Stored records
━━━

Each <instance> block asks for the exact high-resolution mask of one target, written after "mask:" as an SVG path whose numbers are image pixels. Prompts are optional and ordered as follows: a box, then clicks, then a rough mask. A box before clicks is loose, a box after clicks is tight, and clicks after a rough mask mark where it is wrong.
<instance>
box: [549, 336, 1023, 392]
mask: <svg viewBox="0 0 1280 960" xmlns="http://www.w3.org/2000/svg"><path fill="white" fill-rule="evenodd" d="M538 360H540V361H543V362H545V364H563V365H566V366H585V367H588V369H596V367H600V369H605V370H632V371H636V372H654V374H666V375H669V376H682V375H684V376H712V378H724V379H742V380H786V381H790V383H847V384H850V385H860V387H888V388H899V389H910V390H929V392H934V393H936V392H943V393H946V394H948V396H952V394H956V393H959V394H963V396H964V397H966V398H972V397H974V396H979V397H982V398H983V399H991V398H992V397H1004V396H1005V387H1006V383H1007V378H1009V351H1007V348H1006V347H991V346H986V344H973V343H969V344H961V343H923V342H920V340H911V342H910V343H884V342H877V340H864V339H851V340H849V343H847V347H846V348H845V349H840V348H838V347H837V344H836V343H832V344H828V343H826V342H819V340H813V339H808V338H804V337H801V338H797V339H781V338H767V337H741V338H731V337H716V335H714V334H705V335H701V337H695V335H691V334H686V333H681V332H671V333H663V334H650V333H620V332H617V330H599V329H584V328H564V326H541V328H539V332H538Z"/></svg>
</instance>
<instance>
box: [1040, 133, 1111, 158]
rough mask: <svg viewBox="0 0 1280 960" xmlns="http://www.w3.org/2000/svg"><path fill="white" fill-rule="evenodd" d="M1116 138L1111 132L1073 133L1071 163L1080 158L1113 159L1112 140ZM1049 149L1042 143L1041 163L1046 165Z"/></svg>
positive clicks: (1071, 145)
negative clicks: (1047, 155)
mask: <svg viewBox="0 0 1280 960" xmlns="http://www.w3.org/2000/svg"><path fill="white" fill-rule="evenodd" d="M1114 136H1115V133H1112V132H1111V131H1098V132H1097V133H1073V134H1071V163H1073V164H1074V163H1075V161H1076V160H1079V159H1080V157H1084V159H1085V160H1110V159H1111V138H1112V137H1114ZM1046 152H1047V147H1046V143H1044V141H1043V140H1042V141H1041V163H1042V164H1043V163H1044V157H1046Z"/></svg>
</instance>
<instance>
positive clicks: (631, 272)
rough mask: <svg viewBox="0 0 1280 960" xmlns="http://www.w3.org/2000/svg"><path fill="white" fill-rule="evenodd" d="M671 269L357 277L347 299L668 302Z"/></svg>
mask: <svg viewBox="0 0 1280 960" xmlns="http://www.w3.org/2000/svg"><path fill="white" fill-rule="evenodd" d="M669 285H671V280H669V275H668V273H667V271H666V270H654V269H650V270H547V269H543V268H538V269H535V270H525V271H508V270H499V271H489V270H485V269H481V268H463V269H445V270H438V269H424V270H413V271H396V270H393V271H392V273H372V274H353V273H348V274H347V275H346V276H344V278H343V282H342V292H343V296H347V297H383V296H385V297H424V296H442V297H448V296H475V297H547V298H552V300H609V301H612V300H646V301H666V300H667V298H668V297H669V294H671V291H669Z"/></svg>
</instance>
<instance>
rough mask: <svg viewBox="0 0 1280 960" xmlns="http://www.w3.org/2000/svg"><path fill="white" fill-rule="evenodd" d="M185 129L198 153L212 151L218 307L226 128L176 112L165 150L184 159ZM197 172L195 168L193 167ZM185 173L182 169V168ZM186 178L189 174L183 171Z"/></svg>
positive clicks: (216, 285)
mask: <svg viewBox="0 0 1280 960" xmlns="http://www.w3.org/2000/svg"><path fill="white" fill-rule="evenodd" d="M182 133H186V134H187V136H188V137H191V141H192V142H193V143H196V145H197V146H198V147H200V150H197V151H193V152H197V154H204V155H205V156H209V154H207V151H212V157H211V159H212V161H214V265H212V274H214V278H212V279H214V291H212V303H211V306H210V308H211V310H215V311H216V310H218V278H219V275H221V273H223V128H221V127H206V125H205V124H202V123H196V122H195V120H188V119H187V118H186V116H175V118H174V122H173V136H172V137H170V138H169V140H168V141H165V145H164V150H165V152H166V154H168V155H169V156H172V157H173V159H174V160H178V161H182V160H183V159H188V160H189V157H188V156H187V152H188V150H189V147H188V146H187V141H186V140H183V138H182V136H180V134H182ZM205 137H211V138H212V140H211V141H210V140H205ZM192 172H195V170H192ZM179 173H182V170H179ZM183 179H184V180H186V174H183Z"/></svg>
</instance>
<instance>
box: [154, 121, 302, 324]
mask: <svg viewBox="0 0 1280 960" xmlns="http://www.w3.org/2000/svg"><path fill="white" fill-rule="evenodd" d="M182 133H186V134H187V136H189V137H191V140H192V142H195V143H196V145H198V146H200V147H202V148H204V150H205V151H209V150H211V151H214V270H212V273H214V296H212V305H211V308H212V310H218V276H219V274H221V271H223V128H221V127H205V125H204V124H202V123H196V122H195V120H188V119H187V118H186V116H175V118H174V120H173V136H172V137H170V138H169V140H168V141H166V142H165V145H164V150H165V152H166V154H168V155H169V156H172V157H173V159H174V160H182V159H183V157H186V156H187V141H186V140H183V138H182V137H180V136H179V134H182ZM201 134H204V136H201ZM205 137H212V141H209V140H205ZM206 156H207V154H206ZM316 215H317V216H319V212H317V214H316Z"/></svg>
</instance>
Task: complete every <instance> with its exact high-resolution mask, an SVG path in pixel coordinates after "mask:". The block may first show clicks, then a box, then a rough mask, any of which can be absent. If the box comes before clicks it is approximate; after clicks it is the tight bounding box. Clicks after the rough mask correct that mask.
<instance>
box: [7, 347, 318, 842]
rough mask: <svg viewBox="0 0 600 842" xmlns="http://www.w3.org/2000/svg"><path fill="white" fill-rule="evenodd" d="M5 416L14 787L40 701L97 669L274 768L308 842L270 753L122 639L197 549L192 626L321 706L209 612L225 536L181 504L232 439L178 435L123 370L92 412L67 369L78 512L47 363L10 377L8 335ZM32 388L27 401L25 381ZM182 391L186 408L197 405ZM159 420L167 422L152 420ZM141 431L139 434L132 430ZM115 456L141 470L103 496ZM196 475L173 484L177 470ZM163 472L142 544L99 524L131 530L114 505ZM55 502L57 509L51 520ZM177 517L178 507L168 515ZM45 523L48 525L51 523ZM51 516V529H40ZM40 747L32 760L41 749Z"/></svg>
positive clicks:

━━━

*THE TASK*. Write out all of the items above again, replacing "positive clicks" with "foreground clicks" wherever it occurs and leaving everything else unchanged.

*RESPONSE TO THIS EXERCISE*.
Each <instance> block asks for the exact high-resolution mask of one target, written after "mask:" as an SVG path whose numbers are image pixels. Prompts are optional and ordered as follows: a box, then clicks, then a rough mask. A box before clicks is loose, a box after clicks is tight, and clicks after a rough mask mark where it is wrong.
<instance>
box: [549, 336, 1023, 392]
mask: <svg viewBox="0 0 1280 960" xmlns="http://www.w3.org/2000/svg"><path fill="white" fill-rule="evenodd" d="M538 360H540V361H543V362H545V364H563V365H566V366H585V367H588V369H596V367H600V369H605V370H632V371H636V372H654V374H666V375H669V376H682V375H684V376H712V378H724V379H742V380H786V381H790V383H847V384H850V385H860V387H888V388H899V389H910V390H929V392H934V393H936V392H943V393H946V394H948V396H952V394H956V393H959V394H963V396H964V397H966V398H972V397H974V396H979V397H982V398H983V399H991V398H992V397H1004V396H1005V387H1006V383H1007V378H1009V351H1007V348H1006V347H991V346H986V344H973V343H969V344H961V343H923V342H920V340H911V342H910V343H884V342H877V340H864V339H851V340H849V343H847V347H846V348H845V349H840V348H838V347H837V344H836V343H832V344H828V343H826V342H819V340H813V339H808V338H804V337H801V338H797V339H781V338H767V337H741V338H731V337H716V335H714V334H705V335H701V337H695V335H691V334H686V333H681V332H671V333H663V334H650V333H620V332H617V330H599V329H584V328H564V326H541V328H539V332H538Z"/></svg>
</instance>
<instance>
box: [1040, 133, 1111, 158]
rough mask: <svg viewBox="0 0 1280 960" xmlns="http://www.w3.org/2000/svg"><path fill="white" fill-rule="evenodd" d="M1116 138L1111 132L1073 133L1071 163L1080 158L1113 159L1112 140ZM1049 149L1042 143L1041 163L1046 165Z"/></svg>
foreground clicks: (1071, 145)
negative clicks: (1047, 155)
mask: <svg viewBox="0 0 1280 960" xmlns="http://www.w3.org/2000/svg"><path fill="white" fill-rule="evenodd" d="M1114 136H1115V133H1112V132H1111V131H1098V132H1097V133H1073V134H1071V163H1073V164H1074V163H1075V161H1076V160H1079V159H1080V157H1084V159H1085V160H1110V159H1111V138H1112V137H1114ZM1046 152H1047V147H1046V143H1044V141H1043V140H1042V141H1041V163H1042V164H1043V163H1044V157H1046Z"/></svg>
</instance>
<instance>
foreground clicks: (631, 272)
rough mask: <svg viewBox="0 0 1280 960" xmlns="http://www.w3.org/2000/svg"><path fill="white" fill-rule="evenodd" d="M671 269L357 277L347 299L668 302Z"/></svg>
mask: <svg viewBox="0 0 1280 960" xmlns="http://www.w3.org/2000/svg"><path fill="white" fill-rule="evenodd" d="M669 285H671V280H669V275H668V273H667V271H666V270H654V269H650V270H547V269H543V268H538V269H535V270H525V271H508V270H499V271H489V270H485V269H481V268H463V269H445V270H438V269H424V270H413V271H396V270H393V271H392V273H372V274H353V273H348V274H347V275H346V276H344V278H343V282H342V292H343V296H347V297H383V296H385V297H424V296H442V297H448V296H475V297H547V298H552V300H609V301H612V300H646V301H666V300H667V298H668V297H669V294H671V291H669Z"/></svg>
</instance>
<instance>
rough mask: <svg viewBox="0 0 1280 960" xmlns="http://www.w3.org/2000/svg"><path fill="white" fill-rule="evenodd" d="M185 129L198 153L212 151L218 307L226 128L176 112L165 150L184 159ZM197 172L195 168L193 167ZM185 173L182 169V168ZM186 178L189 174L183 171Z"/></svg>
foreground clicks: (216, 285)
mask: <svg viewBox="0 0 1280 960" xmlns="http://www.w3.org/2000/svg"><path fill="white" fill-rule="evenodd" d="M182 133H186V134H187V136H188V137H191V141H192V142H193V143H196V145H197V146H198V147H200V150H197V151H193V152H197V154H204V155H205V156H209V154H207V151H212V157H211V159H212V161H214V265H212V274H214V278H212V279H214V291H212V303H211V306H210V308H211V310H215V311H216V310H218V278H219V275H221V273H223V128H221V127H206V125H205V124H202V123H196V122H195V120H188V119H187V118H186V116H175V118H174V122H173V136H172V137H170V138H169V140H168V141H165V145H164V150H165V152H166V154H168V155H169V156H172V157H173V159H174V160H178V161H182V160H183V159H188V160H189V157H188V156H187V152H188V150H189V147H188V146H187V141H186V140H183V138H182V136H180V134H182ZM205 137H211V138H212V140H211V141H210V140H205ZM192 172H195V170H192ZM179 173H182V170H179ZM183 179H184V180H186V174H183Z"/></svg>
</instance>
<instance>
box: [154, 121, 302, 324]
mask: <svg viewBox="0 0 1280 960" xmlns="http://www.w3.org/2000/svg"><path fill="white" fill-rule="evenodd" d="M182 133H186V134H187V136H189V137H191V140H192V142H195V143H196V145H198V146H200V147H202V148H204V150H205V151H209V150H211V151H214V270H212V273H214V296H212V305H211V308H212V310H218V276H219V274H221V271H223V128H221V127H205V125H204V124H202V123H196V122H195V120H188V119H187V118H186V116H175V118H174V120H173V136H172V137H170V138H169V140H168V141H166V142H165V145H164V150H165V152H166V154H168V155H169V156H172V157H173V159H174V160H182V159H183V157H186V156H187V141H186V140H183V138H182V137H180V136H179V134H182ZM201 134H204V136H201ZM205 137H212V141H209V140H205ZM206 156H207V154H206ZM316 215H317V216H319V212H317V214H316Z"/></svg>
</instance>
Task: complete every <instance> with its exact high-resolution mask, an SVG path in pixel coordinates after "mask:". The block may first show clicks, then a box, then a rough mask, any of which can be absent. If the box comes before clicks it is approximate; after clicks it is the tight bounding box. Clicks after the rough mask correct that mask.
<instance>
box: [7, 347, 318, 842]
rough mask: <svg viewBox="0 0 600 842" xmlns="http://www.w3.org/2000/svg"><path fill="white" fill-rule="evenodd" d="M5 416L14 787L40 701L97 669L274 768L308 842L270 753L122 639L197 549L192 626L321 706L209 612L225 536L181 504L232 439L178 435L123 370L92 412L67 369L78 512L47 363L10 377L8 335ZM32 388L27 401L25 381ZM182 391L186 408L197 405ZM159 420L167 422L152 420ZM141 431L139 434L132 430ZM115 456L141 470L103 496ZM196 475L173 484L177 470ZM163 472L142 544L99 524L131 530L114 505ZM55 502L57 509L51 520ZM177 517L178 507L168 515ZM45 523L48 525L51 523ZM51 516V529H40ZM40 747L32 760L41 749Z"/></svg>
foreground clicks:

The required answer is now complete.